RECORD SET

+-------+

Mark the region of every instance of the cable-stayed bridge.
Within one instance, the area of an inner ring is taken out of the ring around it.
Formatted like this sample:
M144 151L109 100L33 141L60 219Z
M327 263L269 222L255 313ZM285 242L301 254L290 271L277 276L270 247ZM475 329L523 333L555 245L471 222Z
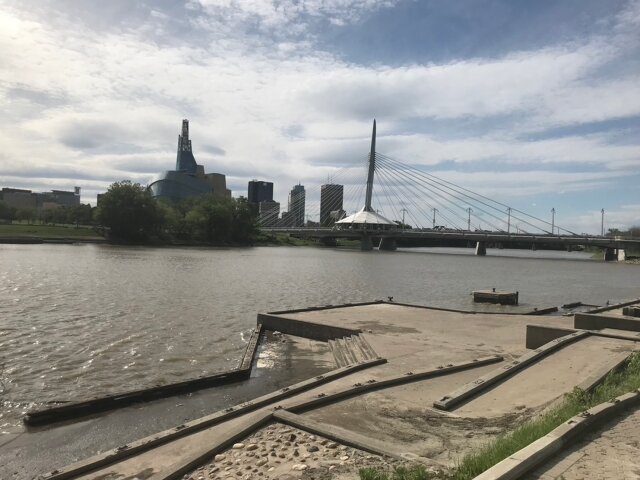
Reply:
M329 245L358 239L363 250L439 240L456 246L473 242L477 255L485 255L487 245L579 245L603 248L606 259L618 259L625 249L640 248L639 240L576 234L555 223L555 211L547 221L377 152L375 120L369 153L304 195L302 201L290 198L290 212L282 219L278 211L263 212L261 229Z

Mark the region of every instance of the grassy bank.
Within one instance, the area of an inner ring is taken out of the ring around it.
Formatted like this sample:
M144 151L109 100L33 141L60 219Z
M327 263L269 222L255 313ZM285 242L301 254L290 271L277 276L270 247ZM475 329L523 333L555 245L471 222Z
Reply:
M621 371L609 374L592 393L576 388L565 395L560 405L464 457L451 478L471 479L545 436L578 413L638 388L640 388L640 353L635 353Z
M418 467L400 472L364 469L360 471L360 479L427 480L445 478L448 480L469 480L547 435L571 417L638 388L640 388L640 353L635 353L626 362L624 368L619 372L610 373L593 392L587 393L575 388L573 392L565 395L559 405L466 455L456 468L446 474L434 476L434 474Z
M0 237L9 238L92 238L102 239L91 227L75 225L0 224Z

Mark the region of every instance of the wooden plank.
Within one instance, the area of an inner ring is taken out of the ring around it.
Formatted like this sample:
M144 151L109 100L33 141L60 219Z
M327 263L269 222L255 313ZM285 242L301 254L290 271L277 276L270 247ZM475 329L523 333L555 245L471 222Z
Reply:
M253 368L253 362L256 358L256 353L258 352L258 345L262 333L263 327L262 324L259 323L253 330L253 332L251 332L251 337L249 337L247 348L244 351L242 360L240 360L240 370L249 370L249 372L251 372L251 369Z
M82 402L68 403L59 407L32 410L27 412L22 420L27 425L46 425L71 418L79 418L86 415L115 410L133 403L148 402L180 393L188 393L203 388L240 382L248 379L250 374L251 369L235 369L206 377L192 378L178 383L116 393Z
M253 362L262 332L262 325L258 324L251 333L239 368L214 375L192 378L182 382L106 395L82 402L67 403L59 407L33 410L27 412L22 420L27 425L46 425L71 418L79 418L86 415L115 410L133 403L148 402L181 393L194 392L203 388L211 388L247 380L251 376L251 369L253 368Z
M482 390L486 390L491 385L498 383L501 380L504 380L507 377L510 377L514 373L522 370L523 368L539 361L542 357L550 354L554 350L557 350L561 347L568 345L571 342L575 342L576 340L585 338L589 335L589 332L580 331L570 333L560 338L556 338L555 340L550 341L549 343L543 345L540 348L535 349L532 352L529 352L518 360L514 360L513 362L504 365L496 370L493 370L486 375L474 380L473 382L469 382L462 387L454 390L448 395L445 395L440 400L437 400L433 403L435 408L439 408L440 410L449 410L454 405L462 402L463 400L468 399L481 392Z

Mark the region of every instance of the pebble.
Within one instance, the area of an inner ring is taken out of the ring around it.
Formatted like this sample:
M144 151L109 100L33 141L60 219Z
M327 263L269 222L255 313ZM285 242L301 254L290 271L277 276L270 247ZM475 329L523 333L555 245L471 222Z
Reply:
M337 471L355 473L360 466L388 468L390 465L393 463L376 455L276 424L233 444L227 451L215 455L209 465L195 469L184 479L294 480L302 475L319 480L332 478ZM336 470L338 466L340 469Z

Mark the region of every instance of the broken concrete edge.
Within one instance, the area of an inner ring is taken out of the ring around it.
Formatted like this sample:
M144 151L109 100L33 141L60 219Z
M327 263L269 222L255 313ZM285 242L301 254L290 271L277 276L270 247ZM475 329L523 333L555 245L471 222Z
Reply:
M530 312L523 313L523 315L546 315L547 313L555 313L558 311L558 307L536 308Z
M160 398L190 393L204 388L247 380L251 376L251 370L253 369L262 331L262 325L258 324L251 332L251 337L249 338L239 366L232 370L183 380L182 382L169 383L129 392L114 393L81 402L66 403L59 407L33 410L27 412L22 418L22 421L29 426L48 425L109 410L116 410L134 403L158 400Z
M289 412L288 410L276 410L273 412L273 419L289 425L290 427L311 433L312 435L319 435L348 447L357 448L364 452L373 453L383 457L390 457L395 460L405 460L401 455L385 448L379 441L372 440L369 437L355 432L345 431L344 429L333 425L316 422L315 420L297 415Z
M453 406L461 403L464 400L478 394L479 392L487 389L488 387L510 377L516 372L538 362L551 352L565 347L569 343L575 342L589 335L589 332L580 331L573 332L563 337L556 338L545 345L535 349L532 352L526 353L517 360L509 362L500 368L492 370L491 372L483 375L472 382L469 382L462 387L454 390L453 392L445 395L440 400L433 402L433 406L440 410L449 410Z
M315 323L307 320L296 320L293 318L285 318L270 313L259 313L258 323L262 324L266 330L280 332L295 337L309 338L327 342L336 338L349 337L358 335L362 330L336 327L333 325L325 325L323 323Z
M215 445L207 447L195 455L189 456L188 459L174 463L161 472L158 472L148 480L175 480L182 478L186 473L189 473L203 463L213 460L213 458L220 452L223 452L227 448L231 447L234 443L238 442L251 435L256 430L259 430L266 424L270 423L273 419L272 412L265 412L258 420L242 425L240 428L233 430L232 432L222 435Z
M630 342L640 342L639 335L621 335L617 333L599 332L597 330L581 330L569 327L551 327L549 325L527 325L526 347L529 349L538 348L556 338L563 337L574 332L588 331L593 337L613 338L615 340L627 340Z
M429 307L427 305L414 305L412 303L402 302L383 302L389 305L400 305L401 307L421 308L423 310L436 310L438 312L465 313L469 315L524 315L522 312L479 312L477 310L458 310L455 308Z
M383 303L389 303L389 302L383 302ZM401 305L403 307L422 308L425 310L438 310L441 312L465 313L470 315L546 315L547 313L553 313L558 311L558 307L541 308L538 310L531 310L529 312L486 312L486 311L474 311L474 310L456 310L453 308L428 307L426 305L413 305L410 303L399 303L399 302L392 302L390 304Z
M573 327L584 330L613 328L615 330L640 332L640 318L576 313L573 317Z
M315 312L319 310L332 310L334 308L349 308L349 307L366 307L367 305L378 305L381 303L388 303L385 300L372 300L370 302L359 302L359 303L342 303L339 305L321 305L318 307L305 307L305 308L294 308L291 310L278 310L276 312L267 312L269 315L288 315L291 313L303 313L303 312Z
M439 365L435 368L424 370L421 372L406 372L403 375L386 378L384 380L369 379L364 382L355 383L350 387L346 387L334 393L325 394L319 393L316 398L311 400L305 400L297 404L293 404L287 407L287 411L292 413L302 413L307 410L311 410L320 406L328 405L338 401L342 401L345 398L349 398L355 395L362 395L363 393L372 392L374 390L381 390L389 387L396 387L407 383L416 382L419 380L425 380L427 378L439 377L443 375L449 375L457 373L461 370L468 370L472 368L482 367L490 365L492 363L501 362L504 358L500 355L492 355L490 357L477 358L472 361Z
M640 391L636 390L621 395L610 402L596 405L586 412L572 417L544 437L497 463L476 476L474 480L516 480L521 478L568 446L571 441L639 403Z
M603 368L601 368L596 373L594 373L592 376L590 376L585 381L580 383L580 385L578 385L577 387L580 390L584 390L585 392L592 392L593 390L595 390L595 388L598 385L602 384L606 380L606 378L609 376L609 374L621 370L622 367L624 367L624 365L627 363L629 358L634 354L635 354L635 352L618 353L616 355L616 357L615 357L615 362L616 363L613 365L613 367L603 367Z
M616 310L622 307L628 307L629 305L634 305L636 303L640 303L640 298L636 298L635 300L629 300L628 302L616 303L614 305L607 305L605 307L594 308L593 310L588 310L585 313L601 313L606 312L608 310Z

+-------+

INSTRUCTIONS TO FOLLOW
Every entry above is to be repeated word for word, with all pictures omitted.

TASK RESPONSE
Mark the region of every instance of the cable-stayed bridge.
Within one instance, the area of an inner ring is taken out of the ring around it.
Formatted like this sample:
M144 151L109 100L33 141L60 219Z
M327 263L269 222L255 313ZM285 242L301 254L290 271L277 276L270 247ZM475 329L523 333L555 245L471 222Z
Reply:
M329 245L358 239L363 250L439 240L456 246L473 242L477 255L485 255L487 245L579 245L603 248L606 259L618 259L625 249L640 248L639 240L576 234L555 223L555 211L547 221L377 152L375 120L369 153L304 195L302 201L290 198L290 212L282 219L278 211L263 212L261 229Z

Mark the region of every instance of the grassy bank.
Within one instance, the area of an inner ring is taken out of the ring around it.
Formatted like this sample:
M144 151L109 100L33 141L60 219Z
M327 263L269 222L255 313ZM285 242L301 254L290 271L277 276L270 247ZM475 329L523 333L555 245L471 222Z
Reply:
M621 371L609 374L592 393L576 388L565 395L560 405L464 457L451 478L471 479L545 436L578 413L638 388L640 388L640 353L635 353Z
M418 467L400 472L364 469L360 471L360 479L427 480L445 478L448 480L469 480L547 435L571 417L638 388L640 388L640 353L635 353L626 362L624 368L619 372L610 373L593 392L587 393L575 388L573 392L565 395L559 405L466 455L456 468L446 474L434 476L434 474Z
M0 237L9 238L92 238L102 239L91 227L75 225L0 224Z

Mark the region of every instance of the wooden plank.
Within one instance, the area of an inner ring is taken out of the ring around it.
Formatted like this sample:
M144 151L109 100L33 141L60 219Z
M327 263L269 222L255 313ZM285 242L301 254L290 271L277 276L270 247ZM475 329L523 333L555 245L471 222Z
Reply:
M253 368L253 362L256 358L256 353L258 352L258 345L262 333L263 327L262 324L259 323L253 330L253 332L251 332L251 337L249 337L247 348L244 351L242 360L240 360L240 370L249 370L249 372L251 372L251 369Z
M82 402L68 403L59 407L32 410L27 412L22 420L27 425L46 425L71 418L79 418L86 415L115 410L133 403L148 402L180 393L188 393L203 388L240 382L248 379L250 374L251 369L235 369L206 377L192 378L178 383L116 393Z
M253 362L262 332L262 325L258 324L251 333L239 368L214 375L192 378L182 382L106 395L82 402L67 403L59 407L33 410L27 412L22 420L27 425L46 425L71 418L79 418L86 415L115 410L133 403L148 402L181 393L194 392L203 388L211 388L247 380L251 376L251 369L253 368Z
M482 390L486 390L491 385L498 383L501 380L504 380L507 377L510 377L514 373L522 370L523 368L539 361L542 357L550 354L554 350L557 350L561 347L568 345L571 342L575 342L576 340L585 338L589 335L589 332L580 331L570 333L560 338L556 338L555 340L550 341L549 343L543 345L540 348L535 349L532 352L529 352L518 360L514 360L513 362L504 365L496 370L493 370L486 375L474 380L473 382L469 382L462 387L454 390L448 395L445 395L440 400L437 400L433 403L435 408L439 408L440 410L449 410L454 405L462 402L463 400L468 399L481 392Z

Mark the region of every instance of the pebble.
Within one instance, the area of an inner ring is taken out of the ring around it.
Formatted like this sample:
M144 151L109 100L33 141L60 219Z
M327 263L269 222L255 313ZM285 242L301 254L290 271L277 276L270 247ZM475 329L523 333L555 245L471 222Z
Reply:
M337 471L355 473L360 466L388 468L390 465L393 463L376 455L276 424L233 444L227 451L215 455L209 465L195 469L184 479L294 480L302 475L319 480L332 478ZM336 470L338 466L340 469Z

Mark the region of every instance of the broken concrete edge.
Within one instance, the area of an inner ring is taken out of the ring around it.
Formatted like this sample:
M144 151L109 100L33 141L60 219Z
M327 263L269 222L255 313ZM285 242L301 254L290 271L277 276L270 247ZM475 329L523 333L555 245L471 222Z
Reply:
M530 312L523 313L523 315L546 315L547 313L555 313L558 311L558 307L536 308Z
M160 398L190 393L204 388L247 380L251 376L251 370L253 369L262 331L262 325L258 324L251 332L251 337L249 338L239 366L232 370L183 380L182 382L169 383L129 392L114 393L81 402L66 403L59 407L33 410L27 412L22 418L22 421L29 426L48 425L109 410L116 410L134 403L158 400Z
M289 412L288 410L276 410L273 412L273 419L289 425L290 427L311 433L312 435L319 435L348 447L357 448L364 452L373 453L383 457L390 457L395 460L405 460L401 455L385 448L379 441L372 440L369 437L355 432L345 431L344 429L333 425L316 422L315 420L297 415Z
M453 406L461 403L464 400L478 394L479 392L487 389L488 387L510 377L516 372L538 362L551 352L565 347L569 343L575 342L589 335L589 332L580 331L573 332L563 337L556 338L545 345L535 349L532 352L526 353L517 360L509 362L500 368L492 370L491 372L483 375L472 382L469 382L462 387L454 390L453 392L445 395L440 400L433 402L433 406L440 410L449 410Z
M315 323L307 320L296 320L293 318L285 318L270 313L259 313L258 323L262 324L266 330L280 332L295 337L309 338L327 342L336 338L349 337L358 335L362 330L336 327L333 325L325 325L323 323Z
M215 445L207 447L195 455L189 456L188 459L174 463L161 472L158 472L148 480L175 480L182 478L186 473L189 473L203 463L213 460L213 458L220 452L223 452L227 448L231 447L234 443L238 442L251 435L256 430L259 430L266 424L270 423L273 419L272 412L265 412L258 420L242 425L240 428L233 430L232 432L222 435Z
M630 342L640 342L639 335L621 335L617 333L599 332L597 330L581 330L569 327L551 327L549 325L527 325L526 347L529 349L538 348L556 338L563 337L574 332L588 331L593 337L613 338L615 340L627 340Z
M429 307L427 305L414 305L412 303L402 302L383 302L389 305L400 305L401 307L421 308L423 310L436 310L438 312L465 313L469 315L524 315L522 312L479 312L477 310L458 310L455 308Z
M383 303L389 303L389 302L383 302ZM401 305L403 307L422 308L425 310L438 310L441 312L465 313L470 315L546 315L547 313L553 313L558 311L558 307L541 308L538 310L531 310L529 312L486 312L486 311L474 311L474 310L456 310L453 308L428 307L426 305L413 305L410 303L399 303L399 302L392 302L390 304Z
M573 327L584 330L613 328L615 330L640 332L640 318L576 313L573 317Z
M315 312L319 310L332 310L334 308L349 308L349 307L366 307L367 305L378 305L381 303L388 303L385 300L372 300L370 302L359 302L359 303L342 303L339 305L321 305L318 307L305 307L305 308L294 308L291 310L278 310L276 312L267 312L269 315L288 315L291 313L303 313L303 312Z
M439 365L435 368L424 370L421 372L406 372L403 375L386 378L384 380L369 379L364 382L355 383L350 387L346 387L334 393L325 394L319 393L316 398L311 400L305 400L297 404L293 404L287 407L287 411L292 413L302 413L307 410L311 410L320 406L328 405L338 401L342 401L345 398L349 398L355 395L362 395L363 393L372 392L374 390L381 390L389 387L396 387L407 383L416 382L419 380L425 380L427 378L439 377L443 375L449 375L457 373L461 370L468 370L472 368L482 367L490 365L492 363L501 362L504 358L500 355L492 355L490 357L477 358L472 361Z
M640 391L636 390L621 395L610 402L596 405L586 412L572 417L544 437L497 463L476 476L474 480L516 480L521 478L568 446L571 441L639 403Z
M603 368L601 368L596 373L594 373L592 376L590 376L585 381L580 383L580 385L578 385L577 387L580 390L584 390L585 392L592 392L593 390L595 390L595 388L598 385L602 384L606 380L606 378L609 376L609 374L621 370L622 367L624 367L624 365L627 363L629 358L634 354L635 354L635 352L618 353L616 355L616 357L615 357L615 362L616 363L613 365L613 367L603 367Z
M616 310L622 307L628 307L629 305L634 305L636 303L640 303L640 298L636 298L635 300L629 300L628 302L616 303L614 305L607 305L605 307L594 308L593 310L588 310L585 313L601 313L606 312L608 310Z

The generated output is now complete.